INPUT FOR THIS TASK —

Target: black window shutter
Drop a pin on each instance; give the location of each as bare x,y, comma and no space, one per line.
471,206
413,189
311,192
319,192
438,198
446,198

---

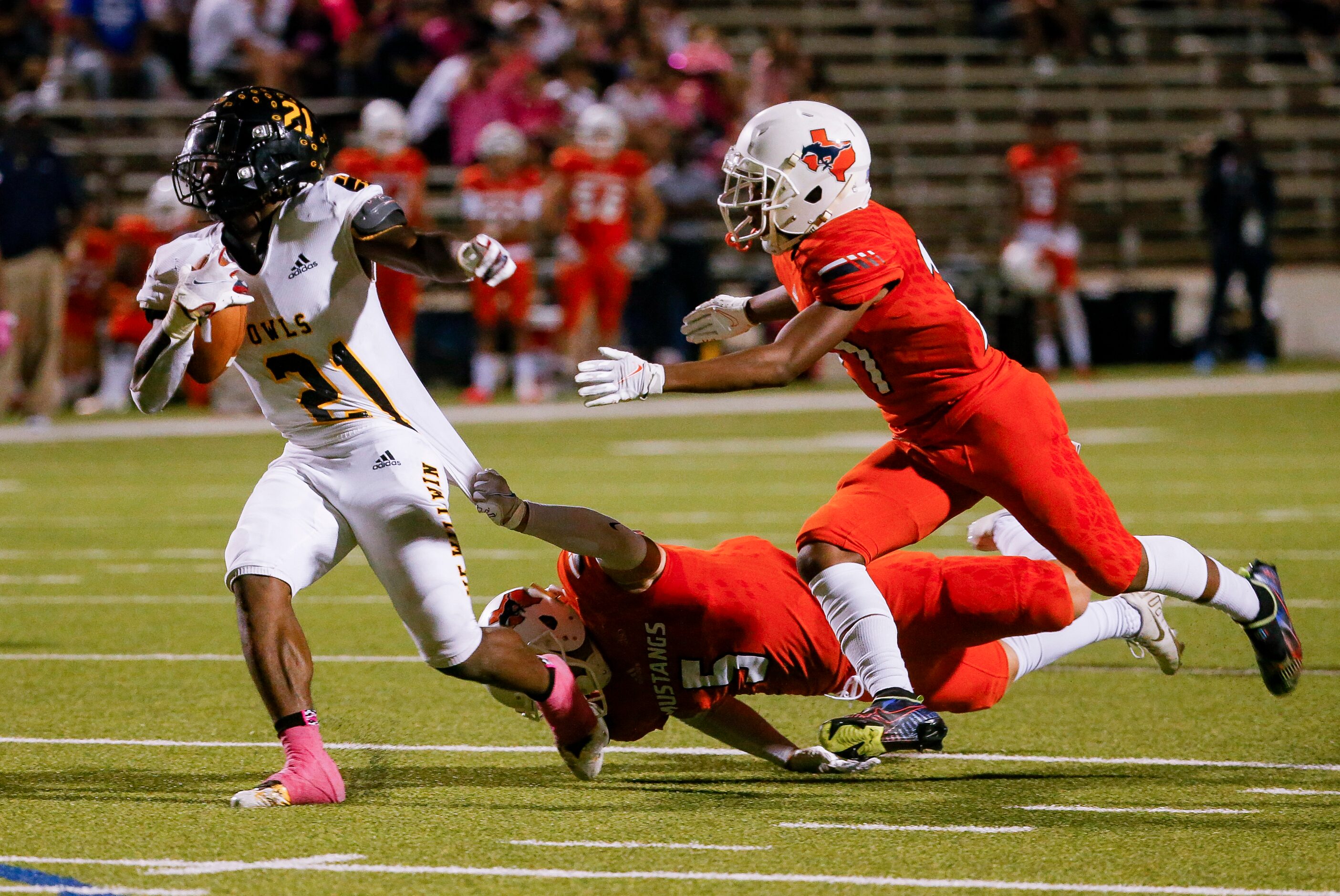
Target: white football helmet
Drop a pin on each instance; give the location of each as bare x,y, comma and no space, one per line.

ABOUT THIS TASK — Search the material above for "Target". Copy each line that has it.

TASK RESULT —
Target: black window shutter
Target: white football helmet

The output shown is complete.